** TASK PROMPT **
From the material below, extract every line that contains the word "wall" and copy each one in full.

* * *

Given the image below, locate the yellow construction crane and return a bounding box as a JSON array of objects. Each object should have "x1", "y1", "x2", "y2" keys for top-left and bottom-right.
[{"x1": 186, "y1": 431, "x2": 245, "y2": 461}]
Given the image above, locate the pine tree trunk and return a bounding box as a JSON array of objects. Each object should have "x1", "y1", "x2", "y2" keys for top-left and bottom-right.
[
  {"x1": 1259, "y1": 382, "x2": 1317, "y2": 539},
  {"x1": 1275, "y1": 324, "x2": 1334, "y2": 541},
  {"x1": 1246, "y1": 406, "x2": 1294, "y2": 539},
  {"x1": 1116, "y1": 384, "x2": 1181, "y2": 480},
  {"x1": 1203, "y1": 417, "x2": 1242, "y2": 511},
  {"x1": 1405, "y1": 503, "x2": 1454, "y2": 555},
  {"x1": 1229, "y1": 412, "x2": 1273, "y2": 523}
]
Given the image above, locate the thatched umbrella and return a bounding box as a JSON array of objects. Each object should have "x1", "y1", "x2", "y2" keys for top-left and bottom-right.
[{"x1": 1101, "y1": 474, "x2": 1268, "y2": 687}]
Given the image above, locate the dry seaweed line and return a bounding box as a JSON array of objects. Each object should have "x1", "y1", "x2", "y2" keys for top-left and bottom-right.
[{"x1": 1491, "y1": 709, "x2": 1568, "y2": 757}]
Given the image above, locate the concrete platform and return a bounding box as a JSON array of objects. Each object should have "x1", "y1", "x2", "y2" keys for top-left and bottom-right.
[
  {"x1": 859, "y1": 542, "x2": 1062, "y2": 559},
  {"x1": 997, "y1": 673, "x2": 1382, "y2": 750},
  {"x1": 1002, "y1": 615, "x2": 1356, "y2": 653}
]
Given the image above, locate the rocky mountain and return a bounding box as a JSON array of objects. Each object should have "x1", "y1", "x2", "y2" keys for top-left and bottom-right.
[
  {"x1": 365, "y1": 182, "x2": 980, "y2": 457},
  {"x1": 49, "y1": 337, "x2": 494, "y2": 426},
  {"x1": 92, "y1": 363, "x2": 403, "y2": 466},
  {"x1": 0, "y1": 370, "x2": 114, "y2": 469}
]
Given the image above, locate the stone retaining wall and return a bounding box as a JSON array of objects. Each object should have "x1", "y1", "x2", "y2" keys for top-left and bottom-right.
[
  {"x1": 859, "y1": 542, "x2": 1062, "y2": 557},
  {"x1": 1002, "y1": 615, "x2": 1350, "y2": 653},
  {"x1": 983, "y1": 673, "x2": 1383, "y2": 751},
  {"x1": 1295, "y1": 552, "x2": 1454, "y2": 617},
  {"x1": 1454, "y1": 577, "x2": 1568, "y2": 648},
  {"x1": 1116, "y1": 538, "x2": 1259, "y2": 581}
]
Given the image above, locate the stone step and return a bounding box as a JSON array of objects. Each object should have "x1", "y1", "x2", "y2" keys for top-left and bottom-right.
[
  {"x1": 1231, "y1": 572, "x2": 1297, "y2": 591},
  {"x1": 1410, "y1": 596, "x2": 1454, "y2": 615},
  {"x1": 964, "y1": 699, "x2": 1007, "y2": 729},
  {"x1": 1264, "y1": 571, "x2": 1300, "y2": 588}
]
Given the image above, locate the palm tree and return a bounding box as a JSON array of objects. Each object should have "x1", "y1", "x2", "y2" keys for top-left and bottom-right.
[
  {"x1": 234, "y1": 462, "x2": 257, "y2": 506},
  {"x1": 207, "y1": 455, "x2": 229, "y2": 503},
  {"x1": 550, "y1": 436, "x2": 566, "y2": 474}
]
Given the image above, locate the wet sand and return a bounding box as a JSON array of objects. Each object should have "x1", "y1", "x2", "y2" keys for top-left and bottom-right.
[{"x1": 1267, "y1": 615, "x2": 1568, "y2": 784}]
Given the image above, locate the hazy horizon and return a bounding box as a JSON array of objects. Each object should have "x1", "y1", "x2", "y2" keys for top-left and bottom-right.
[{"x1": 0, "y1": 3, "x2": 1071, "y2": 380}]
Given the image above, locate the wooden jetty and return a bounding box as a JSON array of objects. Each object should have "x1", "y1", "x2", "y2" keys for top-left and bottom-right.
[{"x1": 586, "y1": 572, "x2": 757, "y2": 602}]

* * *

** OUTPUT OF THE EXERCISE **
Given the image above, locate the stone retaining wall and return a bounding box as a JSON array of objects. Each object should have "x1", "y1", "x2", "y2" keys for top-left and bottom-right.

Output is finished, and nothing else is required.